##### RECORDED DATA

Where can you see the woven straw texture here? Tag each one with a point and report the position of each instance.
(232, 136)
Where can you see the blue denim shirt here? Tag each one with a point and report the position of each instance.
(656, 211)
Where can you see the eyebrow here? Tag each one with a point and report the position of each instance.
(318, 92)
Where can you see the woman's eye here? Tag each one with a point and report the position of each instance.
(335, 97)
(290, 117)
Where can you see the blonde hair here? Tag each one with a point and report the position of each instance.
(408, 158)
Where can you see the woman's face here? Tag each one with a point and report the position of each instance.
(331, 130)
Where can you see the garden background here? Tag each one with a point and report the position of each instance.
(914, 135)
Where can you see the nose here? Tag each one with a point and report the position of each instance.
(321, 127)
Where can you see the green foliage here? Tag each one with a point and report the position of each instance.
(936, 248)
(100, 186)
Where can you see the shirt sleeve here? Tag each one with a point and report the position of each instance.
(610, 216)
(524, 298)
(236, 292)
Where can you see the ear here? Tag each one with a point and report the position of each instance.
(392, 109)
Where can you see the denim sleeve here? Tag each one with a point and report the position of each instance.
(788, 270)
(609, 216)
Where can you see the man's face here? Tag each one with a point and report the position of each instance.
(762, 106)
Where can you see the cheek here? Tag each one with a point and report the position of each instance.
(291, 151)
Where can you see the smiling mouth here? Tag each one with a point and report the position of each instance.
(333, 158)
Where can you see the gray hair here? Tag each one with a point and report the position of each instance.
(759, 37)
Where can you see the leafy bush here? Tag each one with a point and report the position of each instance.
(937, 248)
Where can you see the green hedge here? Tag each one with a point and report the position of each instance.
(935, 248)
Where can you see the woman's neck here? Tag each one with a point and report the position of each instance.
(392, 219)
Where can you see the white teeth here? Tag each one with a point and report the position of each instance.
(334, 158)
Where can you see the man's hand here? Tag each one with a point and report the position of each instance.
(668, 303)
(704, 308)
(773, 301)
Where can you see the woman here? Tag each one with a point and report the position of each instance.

##########

*EXERCISE AIM*
Reproduce every row above verbatim, with each line unchanged and in its original order.

*REPLY TO THE TASK*
Where can you see the woven straw texture here? Tag each one with a point and report the position of each instance.
(232, 136)
Where can you see the blue denim shirt here? Tag each one with a point and report the position of each instance.
(656, 211)
Where can you see the eyebrow here? Tag each one with a point and report the position of each instance.
(318, 92)
Where can you see the woman's eye here? Tag each one with a point and report the position of each instance.
(335, 97)
(290, 117)
Where can you see the blonde hair here? Tag each one with a point and report the position of each instance.
(408, 158)
Where can you see the woman's face here? Tag each one with a point and report the position of each instance.
(331, 130)
Where can you see the garden background here? Tag each one with a point and report the position of each instance.
(914, 135)
Where can you see the nose here? Tag each one with a point and report the position of each instance.
(321, 127)
Where can you see the green foliage here? Tag each one with a point and report the position of each instance.
(936, 248)
(100, 186)
Where can you see the shirt sleeve here? Tag each one with a point and report the position of each instance.
(610, 216)
(524, 298)
(236, 292)
Where can you see the ear here? Tag each one with a point and report the position of each instance.
(392, 109)
Where can you see the denim sleeve here? Tag each one with a point and report the position of each instance.
(788, 270)
(609, 216)
Where can you see the man's face here? Tag each one with a point and report the position of each instance.
(762, 106)
Where can you see the cheek here? Tag each one with a point and report the position of each instance.
(291, 151)
Where can you see the smiling mouth here? Tag each one with a point and report the position of each instance.
(333, 158)
Where can you see the gray hair here? Tag each one with a point and report the position of each instance.
(759, 37)
Where can you see the leafy bush here? Tag each one with a point and report the position of each instance.
(937, 248)
Where can you see the green hedge here? Tag each one with a point and report the position of each instance.
(935, 248)
Where can you see the woman's neck here? Tag each one with a point and report the position of each instance.
(392, 219)
Where can you see the white teeth here? Tag each one with a point and report the position of each instance.
(334, 158)
Where can you see the man's hand here? Tag each one with a point and report the position of each instance.
(668, 303)
(704, 308)
(773, 301)
Where can you see the woman here? Tag each one with a point and report the position of each instance.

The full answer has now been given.